Give back every record that follows, exactly as written.

──────────

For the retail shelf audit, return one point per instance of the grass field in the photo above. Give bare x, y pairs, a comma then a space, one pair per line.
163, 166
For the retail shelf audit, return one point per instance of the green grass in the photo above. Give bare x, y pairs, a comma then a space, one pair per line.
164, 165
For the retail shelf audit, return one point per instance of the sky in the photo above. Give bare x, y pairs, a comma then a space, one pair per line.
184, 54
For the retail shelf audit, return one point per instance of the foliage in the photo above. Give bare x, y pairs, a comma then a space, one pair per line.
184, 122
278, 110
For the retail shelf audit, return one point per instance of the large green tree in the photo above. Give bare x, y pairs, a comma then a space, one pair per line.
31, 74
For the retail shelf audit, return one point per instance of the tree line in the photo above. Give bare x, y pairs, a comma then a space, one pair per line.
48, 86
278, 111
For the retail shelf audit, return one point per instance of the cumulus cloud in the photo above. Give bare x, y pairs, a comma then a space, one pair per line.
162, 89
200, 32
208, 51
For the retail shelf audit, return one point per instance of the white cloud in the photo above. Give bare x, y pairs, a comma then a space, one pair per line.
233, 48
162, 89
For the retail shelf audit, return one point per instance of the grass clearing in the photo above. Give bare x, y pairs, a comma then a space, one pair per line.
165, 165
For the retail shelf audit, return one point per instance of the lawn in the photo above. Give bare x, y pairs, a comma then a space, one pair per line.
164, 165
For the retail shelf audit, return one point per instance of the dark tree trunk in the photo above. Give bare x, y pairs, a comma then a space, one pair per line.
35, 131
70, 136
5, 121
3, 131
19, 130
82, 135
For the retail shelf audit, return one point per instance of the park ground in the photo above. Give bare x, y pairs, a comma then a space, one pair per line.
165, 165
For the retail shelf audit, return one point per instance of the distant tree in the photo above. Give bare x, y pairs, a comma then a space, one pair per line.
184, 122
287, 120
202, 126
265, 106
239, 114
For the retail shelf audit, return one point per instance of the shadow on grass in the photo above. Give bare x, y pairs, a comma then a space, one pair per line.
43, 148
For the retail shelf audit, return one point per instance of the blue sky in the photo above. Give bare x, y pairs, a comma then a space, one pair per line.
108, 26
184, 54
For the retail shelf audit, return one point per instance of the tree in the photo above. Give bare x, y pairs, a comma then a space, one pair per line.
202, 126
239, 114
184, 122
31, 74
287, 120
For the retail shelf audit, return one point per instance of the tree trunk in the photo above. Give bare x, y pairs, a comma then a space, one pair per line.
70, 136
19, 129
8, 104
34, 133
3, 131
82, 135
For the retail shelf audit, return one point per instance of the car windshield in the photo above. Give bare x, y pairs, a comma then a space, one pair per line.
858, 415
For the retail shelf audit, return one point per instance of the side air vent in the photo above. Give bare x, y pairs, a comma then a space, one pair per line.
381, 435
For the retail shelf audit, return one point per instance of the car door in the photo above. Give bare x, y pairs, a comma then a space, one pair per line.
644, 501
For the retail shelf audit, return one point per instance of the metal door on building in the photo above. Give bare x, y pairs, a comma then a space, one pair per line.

──────────

### Written response
For the retail shelf audit, return one point per instance of the grass field in the photo above. Give bare x, y pairs, a comma then a space, one pair per line.
163, 166
For the retail shelf audit, return one point per instance of the green grass in the photo above. Give bare x, y pairs, a comma then a space, one pair per line.
164, 165
For the retail shelf audit, return one point per instance of the sky in the photo above. Give bare x, y pairs, a comma then a space, one pair per line.
184, 54
For the retail shelf audit, return one point per instance of the foliage in the photo above. Give bare x, y pairs, a comma then a space, one pair per line.
184, 122
278, 110
For the retail shelf audit, return one point per instance of the large green tree in the photo above. Give bare x, y pairs, a comma then a space, one pair per line.
31, 74
For the retail shelf audit, return one point per instance of the tree line in the photo above. Give bare x, y pairs, a comma then a space, one pair per line.
48, 86
278, 111
For the retail shelf audit, return one point per instance of the cumulus cloud in the photo above. Give bare x, y pairs, a comma then a space, one pair per line.
162, 89
200, 32
208, 51
For the retail shelf audit, return one point per instance of the white cloud in the photo above. Give bare x, y pairs, a comma then a space, one pair per line.
233, 48
162, 89
For the retail shelf audit, return one point per instance of the grass clearing in the photo above. Give bare x, y pairs, a comma then a space, one pair per line.
165, 165
For the retail shelf audit, return one point per instance of the lawn in the photo above. Give bare x, y pairs, a comma then a space, one pair per line.
164, 165
For the retail shelf audit, return one point per instance of the dark tree trunk in the photo above. Give bare x, y pairs, a comma then a space, one pair per line.
35, 131
70, 136
5, 121
3, 131
19, 130
82, 135
For the retail shelf audit, return one point per instance of the park ground in the photo above. Give bare x, y pairs, a comma then a space, one pair per line.
165, 165
For the retail shelf audit, return one point per instance of the distant tree in the photo above. Give bare x, y pairs, a comma then a space, one pair per line.
184, 122
287, 120
202, 126
265, 106
239, 114
For the retail shelf audit, return one point per instance of the shadow on grass in the photo above. Give bare x, y pairs, a comma then a space, one pair per line.
43, 148
For the retail shelf audit, return one point per instance of the blue sky in the photo above. Give bare x, y pairs, a comma then a space, one pair per line.
108, 26
184, 54
For the retail shelf audit, return one point per instance of the tree in the photo above. Give bare x, y pairs, a comma then a space, one pair per line.
202, 126
239, 114
184, 122
31, 74
287, 120
For the retail shelf audit, return one point per instance of the tree trunk in the photo above. Give bare x, y pairs, a comma then a space, one pair per line.
70, 136
19, 129
8, 104
34, 133
3, 131
82, 135
For the retail shelf audit, return one point per instance of the car windshield in the photo above. Give bare x, y pairs, a comma then a space, one pair per line.
858, 415
For the retail shelf audit, return one point per instance of the side air vent in the photo above. Give bare x, y pairs, a comma then a space, one pair per line.
381, 435
For the retail shelf audit, return one point per instance of the car door in the photo above. Give bare x, y pairs, a comma then a space, one pair per line.
644, 501
For the retail shelf audit, return one point per instance of the metal door on building in the photo above. Give bare x, y pairs, a comma then a space, one pair per line.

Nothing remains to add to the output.